> _TASK DESCRIPTION_: Copy the lines below verbatim, from the line containing "# target: man wearing sunglasses and cap" through the line containing "81 67 L 82 61", both ends included.

> _Records_:
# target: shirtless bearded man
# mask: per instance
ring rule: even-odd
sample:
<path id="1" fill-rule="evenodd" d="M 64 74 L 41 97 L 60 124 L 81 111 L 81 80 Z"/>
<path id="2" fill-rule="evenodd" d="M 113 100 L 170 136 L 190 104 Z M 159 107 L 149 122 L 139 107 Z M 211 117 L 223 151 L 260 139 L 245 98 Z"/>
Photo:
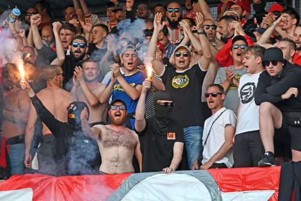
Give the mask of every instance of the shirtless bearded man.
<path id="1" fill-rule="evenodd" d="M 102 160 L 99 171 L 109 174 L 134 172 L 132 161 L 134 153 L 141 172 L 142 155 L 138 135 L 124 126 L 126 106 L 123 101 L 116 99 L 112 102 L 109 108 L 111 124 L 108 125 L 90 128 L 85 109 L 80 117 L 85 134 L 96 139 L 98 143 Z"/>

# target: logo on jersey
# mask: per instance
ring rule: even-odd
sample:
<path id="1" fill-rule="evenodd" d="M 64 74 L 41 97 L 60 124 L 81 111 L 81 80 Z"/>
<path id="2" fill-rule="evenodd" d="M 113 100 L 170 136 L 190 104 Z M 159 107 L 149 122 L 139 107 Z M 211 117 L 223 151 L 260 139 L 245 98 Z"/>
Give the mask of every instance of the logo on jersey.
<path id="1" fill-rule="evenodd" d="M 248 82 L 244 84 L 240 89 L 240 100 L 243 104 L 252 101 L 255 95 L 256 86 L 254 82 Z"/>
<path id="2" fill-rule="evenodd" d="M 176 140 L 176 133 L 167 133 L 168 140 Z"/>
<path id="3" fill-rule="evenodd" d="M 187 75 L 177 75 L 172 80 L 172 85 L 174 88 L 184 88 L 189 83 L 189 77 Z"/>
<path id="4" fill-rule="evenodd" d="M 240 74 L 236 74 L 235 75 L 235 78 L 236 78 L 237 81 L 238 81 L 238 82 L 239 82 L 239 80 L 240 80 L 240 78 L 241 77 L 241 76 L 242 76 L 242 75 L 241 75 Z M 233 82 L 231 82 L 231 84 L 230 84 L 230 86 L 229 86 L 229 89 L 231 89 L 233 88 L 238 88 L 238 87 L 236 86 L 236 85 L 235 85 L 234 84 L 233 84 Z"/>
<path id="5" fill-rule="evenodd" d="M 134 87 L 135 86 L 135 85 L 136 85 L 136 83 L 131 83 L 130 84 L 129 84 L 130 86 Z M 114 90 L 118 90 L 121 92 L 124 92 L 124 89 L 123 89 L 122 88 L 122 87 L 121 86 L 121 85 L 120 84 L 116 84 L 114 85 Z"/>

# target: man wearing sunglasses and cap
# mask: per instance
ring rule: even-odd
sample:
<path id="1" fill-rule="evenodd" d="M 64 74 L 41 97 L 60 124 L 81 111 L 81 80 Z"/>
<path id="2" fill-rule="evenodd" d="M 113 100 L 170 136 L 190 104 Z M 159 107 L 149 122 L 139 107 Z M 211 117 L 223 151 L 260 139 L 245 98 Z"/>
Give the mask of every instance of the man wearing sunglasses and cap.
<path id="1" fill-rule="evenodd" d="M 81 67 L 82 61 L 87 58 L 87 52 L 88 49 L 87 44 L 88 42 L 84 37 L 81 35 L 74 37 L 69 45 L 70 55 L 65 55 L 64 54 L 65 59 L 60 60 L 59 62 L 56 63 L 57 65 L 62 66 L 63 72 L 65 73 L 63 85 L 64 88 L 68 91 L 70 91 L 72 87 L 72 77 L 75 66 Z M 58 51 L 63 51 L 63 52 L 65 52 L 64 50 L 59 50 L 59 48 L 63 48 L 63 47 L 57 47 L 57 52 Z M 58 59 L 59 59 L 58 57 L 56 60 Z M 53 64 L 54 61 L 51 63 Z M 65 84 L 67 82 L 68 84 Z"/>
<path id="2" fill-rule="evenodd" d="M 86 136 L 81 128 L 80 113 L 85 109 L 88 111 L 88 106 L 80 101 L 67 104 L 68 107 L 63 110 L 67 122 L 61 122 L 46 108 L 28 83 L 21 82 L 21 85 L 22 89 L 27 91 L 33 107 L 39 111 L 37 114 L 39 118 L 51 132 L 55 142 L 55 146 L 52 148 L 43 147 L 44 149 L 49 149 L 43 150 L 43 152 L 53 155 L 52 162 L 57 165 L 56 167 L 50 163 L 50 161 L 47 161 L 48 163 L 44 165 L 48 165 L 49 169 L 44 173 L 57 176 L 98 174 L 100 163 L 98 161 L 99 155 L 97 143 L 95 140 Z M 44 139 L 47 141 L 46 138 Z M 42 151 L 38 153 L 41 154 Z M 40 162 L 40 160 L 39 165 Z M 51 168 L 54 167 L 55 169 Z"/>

> _OUTPUT FOR THIS EXERCISE_:
# target: man wearing sunglasses and cap
# mask: per instance
ring rule: even-odd
sample:
<path id="1" fill-rule="evenodd" d="M 64 74 L 41 97 L 60 124 L 81 111 L 81 80 Z"/>
<path id="2" fill-rule="evenodd" d="M 113 100 L 170 136 L 190 104 Z M 159 107 L 149 122 L 139 107 Z M 211 117 L 223 151 L 260 139 L 245 98 Z"/>
Give the mask of every instance of the man wearing sunglasses and cap.
<path id="1" fill-rule="evenodd" d="M 81 67 L 82 61 L 87 58 L 87 52 L 88 49 L 87 44 L 88 42 L 84 37 L 81 35 L 74 37 L 69 45 L 70 55 L 65 55 L 64 54 L 65 59 L 60 60 L 59 62 L 56 63 L 57 65 L 62 66 L 63 72 L 65 73 L 63 85 L 64 88 L 68 91 L 70 91 L 72 87 L 72 77 L 75 66 Z M 58 51 L 63 51 L 63 52 L 65 52 L 64 50 L 59 50 L 59 48 L 63 48 L 63 47 L 57 47 L 57 52 Z M 58 59 L 59 59 L 58 57 L 56 60 Z M 53 64 L 54 61 L 51 63 Z M 65 84 L 67 82 L 68 84 Z"/>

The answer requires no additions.